======== SOURCE DOCUMENT ========
# My Babies Are Growing Up!!



## Kimberly (Jan 22, 2012)

So.. As some of you know, In early February one of my swordtails unexpected dropped. I was able to get 6 fry out of my main tank.

I currently have 3 still with me, and they are all doing GREAT! They have started to color up!

Here is where they started, at a couple days old:










Here is where they are now!! They will be 7 weeks old on Friday:


----------



## snyderguy (Feb 9, 2010)

Very nice! I feel like swordtail, guppy, and platy fry take FOREVER to grow up. It's definitely fun watching them do so though.


----------



## Kimberly (Jan 22, 2012)

I know!! It didn't even seem like they were growing/changing until they started to get their colors.


----------



## julem35 (Dec 22, 2010)

So beautiful ,congrats! I had a dropping of 13 guppy fry on March 16th, and they are growing up fast! I can't wait to see their colors


----------



## arch aquatics (Feb 28, 2012)
======== EXTRACTED ENTRIES ========
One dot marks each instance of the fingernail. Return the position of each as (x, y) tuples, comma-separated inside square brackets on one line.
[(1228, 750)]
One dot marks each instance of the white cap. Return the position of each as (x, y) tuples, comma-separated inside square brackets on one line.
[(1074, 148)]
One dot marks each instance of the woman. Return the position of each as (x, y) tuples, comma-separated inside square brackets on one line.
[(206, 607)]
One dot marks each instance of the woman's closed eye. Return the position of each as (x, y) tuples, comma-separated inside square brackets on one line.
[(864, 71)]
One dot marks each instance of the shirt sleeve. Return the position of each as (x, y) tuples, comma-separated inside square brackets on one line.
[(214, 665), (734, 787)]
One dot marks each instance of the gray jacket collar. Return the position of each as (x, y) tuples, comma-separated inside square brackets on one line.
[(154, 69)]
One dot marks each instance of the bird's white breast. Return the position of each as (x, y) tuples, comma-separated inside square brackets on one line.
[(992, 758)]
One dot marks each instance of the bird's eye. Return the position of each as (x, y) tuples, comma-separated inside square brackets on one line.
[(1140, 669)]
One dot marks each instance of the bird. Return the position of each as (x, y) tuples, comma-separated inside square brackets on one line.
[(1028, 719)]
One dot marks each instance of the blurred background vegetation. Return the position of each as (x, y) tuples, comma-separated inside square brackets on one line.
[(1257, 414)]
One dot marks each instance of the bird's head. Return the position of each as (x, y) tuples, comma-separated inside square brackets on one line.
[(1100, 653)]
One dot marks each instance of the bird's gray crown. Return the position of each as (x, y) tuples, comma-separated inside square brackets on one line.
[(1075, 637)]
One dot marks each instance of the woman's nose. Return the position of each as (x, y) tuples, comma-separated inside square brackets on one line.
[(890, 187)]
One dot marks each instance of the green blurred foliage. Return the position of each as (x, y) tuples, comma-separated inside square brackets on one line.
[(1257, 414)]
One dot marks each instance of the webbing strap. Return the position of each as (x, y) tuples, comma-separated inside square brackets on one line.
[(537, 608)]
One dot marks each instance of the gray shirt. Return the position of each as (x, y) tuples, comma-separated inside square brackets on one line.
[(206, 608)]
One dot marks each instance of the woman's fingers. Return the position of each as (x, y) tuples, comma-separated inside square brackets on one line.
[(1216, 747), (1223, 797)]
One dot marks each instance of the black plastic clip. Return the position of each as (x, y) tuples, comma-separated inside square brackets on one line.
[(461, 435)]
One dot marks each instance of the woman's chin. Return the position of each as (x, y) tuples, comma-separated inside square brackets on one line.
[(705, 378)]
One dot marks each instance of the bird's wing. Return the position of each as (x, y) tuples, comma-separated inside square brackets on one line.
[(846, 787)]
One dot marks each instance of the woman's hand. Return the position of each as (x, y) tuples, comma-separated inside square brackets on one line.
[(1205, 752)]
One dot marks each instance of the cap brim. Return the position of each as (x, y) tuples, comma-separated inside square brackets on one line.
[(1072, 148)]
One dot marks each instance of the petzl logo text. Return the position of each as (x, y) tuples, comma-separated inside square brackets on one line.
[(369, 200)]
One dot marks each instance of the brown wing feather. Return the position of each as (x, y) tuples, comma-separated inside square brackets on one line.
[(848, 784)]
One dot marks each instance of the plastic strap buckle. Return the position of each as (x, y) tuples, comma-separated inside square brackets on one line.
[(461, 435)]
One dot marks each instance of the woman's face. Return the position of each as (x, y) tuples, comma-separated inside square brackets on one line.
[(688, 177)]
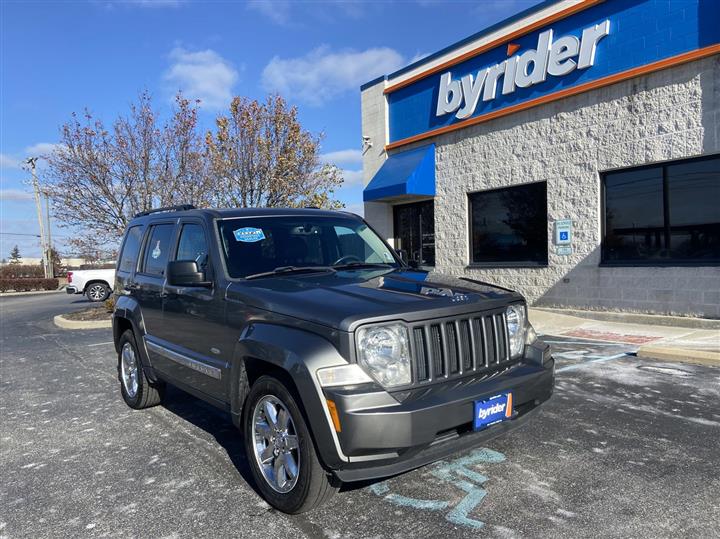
========
== EXERCISE AIM ==
Reproduce the stretch of the forum thread above from "## snyderguy (Feb" through "get their colors.", swapping "platy" for "molly".

== SOLUTION FOR THIS EXERCISE ==
## snyderguy (Feb 9, 2010)

Very nice! I feel like swordtail, guppy, and molly fry take FOREVER to grow up. It's definitely fun watching them do so though.


----------



## Kimberly (Jan 22, 2012)

I know!! It didn't even seem like they were growing/changing until they started to get their colors.